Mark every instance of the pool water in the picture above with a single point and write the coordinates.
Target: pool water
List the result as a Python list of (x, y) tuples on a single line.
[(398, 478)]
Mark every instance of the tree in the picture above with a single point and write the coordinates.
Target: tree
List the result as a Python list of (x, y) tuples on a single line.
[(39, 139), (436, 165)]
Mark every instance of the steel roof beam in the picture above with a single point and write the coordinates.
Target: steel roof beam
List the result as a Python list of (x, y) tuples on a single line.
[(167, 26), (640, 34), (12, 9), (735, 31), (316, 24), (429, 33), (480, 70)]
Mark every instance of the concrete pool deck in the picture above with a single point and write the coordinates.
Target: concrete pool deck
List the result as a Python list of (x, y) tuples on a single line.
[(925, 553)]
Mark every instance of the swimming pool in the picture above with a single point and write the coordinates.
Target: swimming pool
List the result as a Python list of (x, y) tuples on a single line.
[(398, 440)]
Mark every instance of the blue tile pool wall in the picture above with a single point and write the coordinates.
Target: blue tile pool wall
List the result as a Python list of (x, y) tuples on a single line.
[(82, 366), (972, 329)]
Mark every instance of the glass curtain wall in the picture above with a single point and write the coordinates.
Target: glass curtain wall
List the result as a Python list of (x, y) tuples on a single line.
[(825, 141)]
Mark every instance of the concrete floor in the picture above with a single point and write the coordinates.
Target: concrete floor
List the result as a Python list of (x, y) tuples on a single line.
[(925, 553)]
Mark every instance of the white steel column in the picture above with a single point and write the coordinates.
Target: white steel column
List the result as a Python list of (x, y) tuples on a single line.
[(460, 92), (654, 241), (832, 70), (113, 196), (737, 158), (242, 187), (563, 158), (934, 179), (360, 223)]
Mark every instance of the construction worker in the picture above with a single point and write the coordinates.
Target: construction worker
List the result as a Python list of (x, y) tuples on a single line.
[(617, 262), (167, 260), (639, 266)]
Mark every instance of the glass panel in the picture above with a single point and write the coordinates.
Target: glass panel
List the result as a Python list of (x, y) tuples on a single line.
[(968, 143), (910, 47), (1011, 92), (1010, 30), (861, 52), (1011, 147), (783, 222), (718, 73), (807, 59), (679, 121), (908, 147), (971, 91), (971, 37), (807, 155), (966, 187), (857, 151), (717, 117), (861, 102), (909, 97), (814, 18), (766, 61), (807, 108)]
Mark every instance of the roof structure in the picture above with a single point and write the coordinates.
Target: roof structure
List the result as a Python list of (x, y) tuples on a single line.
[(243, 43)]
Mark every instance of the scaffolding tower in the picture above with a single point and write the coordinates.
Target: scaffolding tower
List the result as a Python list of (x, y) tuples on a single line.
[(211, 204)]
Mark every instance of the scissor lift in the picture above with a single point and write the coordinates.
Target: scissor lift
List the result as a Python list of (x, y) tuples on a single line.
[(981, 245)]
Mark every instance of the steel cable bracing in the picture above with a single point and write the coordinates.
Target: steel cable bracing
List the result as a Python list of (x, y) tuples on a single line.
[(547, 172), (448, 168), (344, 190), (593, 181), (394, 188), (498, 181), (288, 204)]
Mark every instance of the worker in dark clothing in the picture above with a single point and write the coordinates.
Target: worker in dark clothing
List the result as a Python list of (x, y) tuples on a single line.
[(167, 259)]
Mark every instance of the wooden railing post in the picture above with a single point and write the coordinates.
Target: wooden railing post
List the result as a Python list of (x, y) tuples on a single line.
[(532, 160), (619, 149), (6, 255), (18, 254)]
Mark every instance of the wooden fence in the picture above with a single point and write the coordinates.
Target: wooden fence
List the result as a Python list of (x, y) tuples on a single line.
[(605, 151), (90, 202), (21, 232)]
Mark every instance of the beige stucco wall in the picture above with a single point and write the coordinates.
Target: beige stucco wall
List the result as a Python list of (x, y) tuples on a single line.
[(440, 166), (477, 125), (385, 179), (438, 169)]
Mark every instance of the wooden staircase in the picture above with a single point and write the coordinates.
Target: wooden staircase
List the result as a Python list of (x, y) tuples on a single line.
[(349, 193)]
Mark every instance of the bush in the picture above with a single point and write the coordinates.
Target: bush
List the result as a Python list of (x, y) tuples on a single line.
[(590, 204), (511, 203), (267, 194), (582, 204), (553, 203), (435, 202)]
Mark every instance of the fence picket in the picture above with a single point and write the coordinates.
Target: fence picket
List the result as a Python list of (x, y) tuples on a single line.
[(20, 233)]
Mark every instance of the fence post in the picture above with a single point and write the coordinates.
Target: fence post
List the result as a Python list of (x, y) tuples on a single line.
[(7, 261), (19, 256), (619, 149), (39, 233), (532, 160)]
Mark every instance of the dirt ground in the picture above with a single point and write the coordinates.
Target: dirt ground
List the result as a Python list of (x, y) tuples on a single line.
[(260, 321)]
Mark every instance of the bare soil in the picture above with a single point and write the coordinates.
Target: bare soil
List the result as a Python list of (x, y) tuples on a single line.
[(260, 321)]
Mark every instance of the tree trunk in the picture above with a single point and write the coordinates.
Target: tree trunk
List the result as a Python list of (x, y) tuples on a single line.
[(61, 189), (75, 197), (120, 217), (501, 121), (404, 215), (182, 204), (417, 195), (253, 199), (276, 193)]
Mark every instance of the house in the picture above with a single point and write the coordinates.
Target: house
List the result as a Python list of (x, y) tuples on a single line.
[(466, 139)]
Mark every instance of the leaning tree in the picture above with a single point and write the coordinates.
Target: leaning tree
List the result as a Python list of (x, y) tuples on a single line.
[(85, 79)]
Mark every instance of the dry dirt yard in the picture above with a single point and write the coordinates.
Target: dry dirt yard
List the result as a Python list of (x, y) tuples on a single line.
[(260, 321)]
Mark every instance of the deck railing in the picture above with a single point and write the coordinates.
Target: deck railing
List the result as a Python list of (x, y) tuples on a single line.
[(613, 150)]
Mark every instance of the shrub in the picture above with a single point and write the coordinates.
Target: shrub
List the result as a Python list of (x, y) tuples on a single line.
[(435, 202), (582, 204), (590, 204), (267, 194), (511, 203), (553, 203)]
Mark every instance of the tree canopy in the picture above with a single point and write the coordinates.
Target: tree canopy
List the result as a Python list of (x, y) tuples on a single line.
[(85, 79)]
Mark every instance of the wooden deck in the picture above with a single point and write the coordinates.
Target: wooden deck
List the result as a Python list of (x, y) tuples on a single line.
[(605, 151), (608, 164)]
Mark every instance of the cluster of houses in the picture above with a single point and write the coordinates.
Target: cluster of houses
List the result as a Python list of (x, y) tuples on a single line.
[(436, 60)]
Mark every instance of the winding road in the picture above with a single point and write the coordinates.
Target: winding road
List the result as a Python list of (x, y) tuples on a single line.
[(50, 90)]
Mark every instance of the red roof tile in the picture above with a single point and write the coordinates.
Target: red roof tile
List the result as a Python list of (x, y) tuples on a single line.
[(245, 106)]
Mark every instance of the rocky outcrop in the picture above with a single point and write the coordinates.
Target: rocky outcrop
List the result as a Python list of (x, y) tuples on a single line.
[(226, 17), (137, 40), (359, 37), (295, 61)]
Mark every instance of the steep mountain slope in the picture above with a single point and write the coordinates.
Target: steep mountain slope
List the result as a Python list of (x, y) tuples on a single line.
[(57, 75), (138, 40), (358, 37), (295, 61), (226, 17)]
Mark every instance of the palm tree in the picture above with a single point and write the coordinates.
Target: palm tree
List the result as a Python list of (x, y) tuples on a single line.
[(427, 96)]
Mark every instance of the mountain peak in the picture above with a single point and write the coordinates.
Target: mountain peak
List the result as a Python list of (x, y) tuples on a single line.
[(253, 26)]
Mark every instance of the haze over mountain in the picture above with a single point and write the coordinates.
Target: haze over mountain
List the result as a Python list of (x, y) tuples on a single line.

■ PROBLEM TO SOLVE ■
Rewrite the lines above, putting "single dot" wherever "single point" appears and leaving everything else untouched.

■ OUTPUT FOR THIS TASK ■
Mark every instance of the pool water in the picture above with a single dot and write the coordinates.
Target: pool water
List the result as a Python list of (x, y) tuples on a single line.
[(398, 478)]
Mark every instance of the tree in the picture above with a single dot and write the coordinates.
Target: tree
List the result as a Python list of (x, y) tuples on a single line.
[(39, 139), (436, 165)]
Mark every instance of the steel roof beam in the picture above with a single dot and write the coordinates.
Target: steel roof beam
List the result as a Python list of (x, y) tuples on a single line.
[(167, 26), (640, 34), (12, 9), (735, 31), (316, 24), (429, 33), (480, 70)]
Mark every instance of the concrete pool deck in the picture above with a single dot and write the coordinates.
Target: concrete pool deck
List the result as a Python list of (x, y) tuples on a single line.
[(925, 553)]
Mark every instance of the swimming pool in the picture above with a single dot and write the coordinates.
Target: swimming pool
List the result as a Python list of (x, y) tuples on a single line.
[(398, 440)]
Mark every instance of the blue tile pool wall in the picture above with a single dot and write the coordinates.
Target: blue tile pool wall
List the result as a Python list of (x, y) tuples on a single line.
[(82, 366), (972, 329)]
Mark every instance of the glass curtain wall in the picture above with a single dot and write the coordinates.
Target: glass curtain wall
List the result as a Python list of (x, y) tuples on a single line.
[(825, 141)]
Mark every instance of the concrete floor in the picture above with a single dot and write the coordinates.
Target: concrete floor
List the result as a Python list of (x, y) tuples on a single line.
[(925, 553)]
Mark every instance of the white steel column in the picture above with a single dot and write the coordinates.
Target: white steel column
List the result as a Python list of (x, y) tuples on a single line.
[(460, 92), (654, 241), (832, 70), (113, 196), (737, 158), (242, 187), (563, 158), (934, 179), (360, 223)]
Mark every instance of the construction worker in the picture above with a single dot and write the coordinates.
Target: construction worker
List the result as a Python list of (x, y) tuples on a single line.
[(617, 262), (167, 260), (639, 266)]
Mark every instance of the glass panel in the picture above with a single dot and write the coordinates.
Target: glass panel
List the result as a Python list of (x, y) tuples on a single line.
[(968, 143), (910, 47), (1011, 92), (1010, 30), (861, 52), (1011, 147), (783, 222), (718, 73), (807, 59), (679, 121), (908, 147), (971, 91), (971, 37), (807, 155), (966, 187), (857, 151), (717, 117), (861, 102), (909, 97), (814, 18), (766, 61), (807, 108)]
Mark every instance of the roof structure in the picture above with a single dot and write the coordinates.
Target: roof structure
List the result as a Python list of (x, y) tuples on a single line.
[(243, 43)]
Mark every instance of the scaffolding tower in the picture above with a single dot and write the coordinates.
Target: scaffolding tower
List the result as a Python list of (x, y) tuples on a single line.
[(211, 204)]
Mark every instance of the scissor lift in the picture above with a single dot and write the coordinates.
Target: scissor lift
List the result as a Python list of (x, y) tuples on a single line.
[(981, 245)]
Mark every instance of the steel cable bracing in the picture above with a single dot and write the coordinates.
Target: steel cable bracing
List the result as a Python list of (x, y) tuples on a single line.
[(547, 172), (448, 168), (344, 190), (593, 181), (394, 188), (498, 181), (288, 204)]
Mark every instance of the worker in dark clothing in the picture above with a single dot and write the coordinates.
Target: worker in dark clothing
List the result as a Python list of (x, y) tuples on a single line.
[(167, 259)]
Mark every instance of the wooden railing post in the picture above with a single dot and write the coordinates.
Target: wooden railing post
List the result as a Python list of (x, y) tuples on a single line.
[(532, 160), (619, 149), (6, 255), (18, 254)]
Mark every instance of the wooden fence in the picture above with a single dot and write the coordinates.
Target: wooden fence
List the result as a Python list of (x, y) tuples on a single line.
[(605, 151), (90, 202), (21, 232)]
Mark every instance of the beige stucco wall in the picture above with a single dot and write the coordinates.
Target: beige stucco wall
List the result as a Python list of (x, y) tuples on a single line.
[(440, 166), (477, 125), (385, 179), (438, 169)]
Mark every instance of the wooden staircase in the picture above with a single dot and write the coordinates.
Target: wooden staircase
List the result as a Python list of (x, y) tuples on a single line.
[(349, 193)]
Mark every instance of the bush in the picture above with a single dot and write the coordinates.
Target: bush
List the result as a Python list of (x, y) tuples on a single line.
[(590, 204), (511, 203), (267, 194), (582, 204), (553, 203), (435, 202)]
Mark every instance of the fence picket in the picture above with a single dot and write the coordinates.
Target: fence picket
List the result as a Python list of (x, y) tuples on a single line.
[(20, 233)]
Mark every instance of the fence post in the picture above with a single dot and write the coordinates.
Target: fence post
List the result as a Python list of (x, y) tuples on a single line.
[(7, 261), (19, 256), (619, 149), (39, 233), (532, 160)]
Mark every instance of the dirt ground in the picture above with a single dot and write the coordinates.
Target: dirt ground
List the result as a Python list of (x, y) tuples on a single line.
[(260, 321)]
Mark every instance of the bare soil in the picture above with a single dot and write the coordinates.
Target: bare soil
List the result as a Python list of (x, y) tuples on a single line.
[(260, 321)]
Mark every instance of the tree trunk in the picture above with a single dot and write the coordinates.
Target: tree trunk
List the result as a Python list of (x, y) tuples on a single line.
[(61, 189), (75, 197), (120, 217), (501, 121), (404, 215), (182, 204), (417, 195), (253, 199), (276, 193)]
Mark every instance of the house in the picture above with a single dot and write the coordinates.
Target: house
List the result as a Python list of (x, y) tuples on a single line.
[(466, 139)]
Mark every instance of the leaning tree in the picture above with a single dot and write the coordinates.
Target: leaning tree
List the result as a Python list of (x, y) tuples on a single line.
[(85, 79)]
Mark every instance of the dry dirt yard in the picture above with a single dot and write the coordinates.
Target: dry dirt yard
List the result as a Python list of (x, y) tuples on a single line.
[(260, 321)]
Mark every instance of the deck railing in the picture above with a single dot and write the coordinates.
Target: deck railing
List the result as a Python list of (x, y) tuples on a single line.
[(613, 150)]
Mark every instance of the shrub in the picture above with a single dot and write the coordinates.
Target: shrub
List the result as a Python list of (x, y) tuples on a single line.
[(435, 202), (582, 204), (590, 204), (267, 194), (511, 203), (553, 203)]
Mark every instance of the tree canopy in the picture above with a single dot and write the coordinates.
Target: tree canopy
List the result as a Python list of (x, y) tuples on a single line.
[(85, 79)]
Mark every instance of the wooden deck in the picture above with a single dot and write the coordinates.
Target: wooden deck
List the result as a Python list of (x, y) tuples on a single line.
[(605, 151), (608, 164)]
Mark every instance of the cluster of houses in the picture above with a single dot and write the coordinates.
Target: cluster of houses
List the result as a Python list of (x, y) tuples on a single line.
[(436, 60)]
Mark every instance of the winding road in the picture above with a single dot and write the coordinates.
Target: winding road
List the result as a Python list of (x, y) tuples on a single line.
[(50, 90)]
Mark every instance of the red roof tile in the picture above with a single dot and write the coordinates.
Target: red roof tile
List the result as a Python list of (x, y) tuples on a single line.
[(245, 106)]
Mark every instance of the rocky outcrop in the picture above with a single dot and write the coordinates.
Target: rocky outcrop
List the result as a Python list of (x, y) tuples on a single line.
[(226, 17), (137, 40), (359, 37), (295, 61)]
Mark every instance of the steep mountain slope in the picture above with a single dot and write the coordinates.
Target: steep mountain slope
List the result as a Python list of (x, y) tuples on a single line.
[(57, 75), (138, 40), (358, 37), (295, 61), (226, 17)]
Mark every instance of the palm tree in the picture above with a single dot and write the coordinates.
Target: palm tree
List the result as a Python list of (x, y) tuples on a single line.
[(427, 96)]
Mark every instance of the mountain peak in the picture above with a single dot and write the coordinates.
Target: mountain peak
List the result as a Python list of (x, y) tuples on a single line.
[(253, 26)]
Mark every instance of the haze over mountain in the picture above with a single dot and write the coordinates.
Target: haze over mountain
List the result as a Python list of (x, y) tuples on a single line.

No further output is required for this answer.